━━━ Task data ━━━
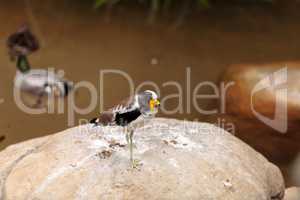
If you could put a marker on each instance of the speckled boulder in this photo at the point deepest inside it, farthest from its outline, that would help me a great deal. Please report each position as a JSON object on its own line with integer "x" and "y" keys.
{"x": 179, "y": 160}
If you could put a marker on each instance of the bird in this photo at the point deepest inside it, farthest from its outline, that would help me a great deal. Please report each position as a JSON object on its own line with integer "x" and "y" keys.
{"x": 145, "y": 104}
{"x": 38, "y": 82}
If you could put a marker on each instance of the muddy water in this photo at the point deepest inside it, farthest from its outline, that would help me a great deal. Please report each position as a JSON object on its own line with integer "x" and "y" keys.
━━━
Requirement: The answer consists only of the lines from the one containing "of the bird" to the end of the records, each written out exactly.

Response:
If you could put a marker on each instance of the bird in this photo at the point deepest inside it, farthest from its outline, that would help me a great deal. Please report each position as a JSON object on its own line with integer "x" and "y" keys.
{"x": 145, "y": 104}
{"x": 38, "y": 82}
If you could put a marker on each instance of the muddy water in this photo at the point deepest inside it, farthest from its outline, that would help me a great deal. Please report each position as a JSON object on its own line with integer "x" and "y" keys.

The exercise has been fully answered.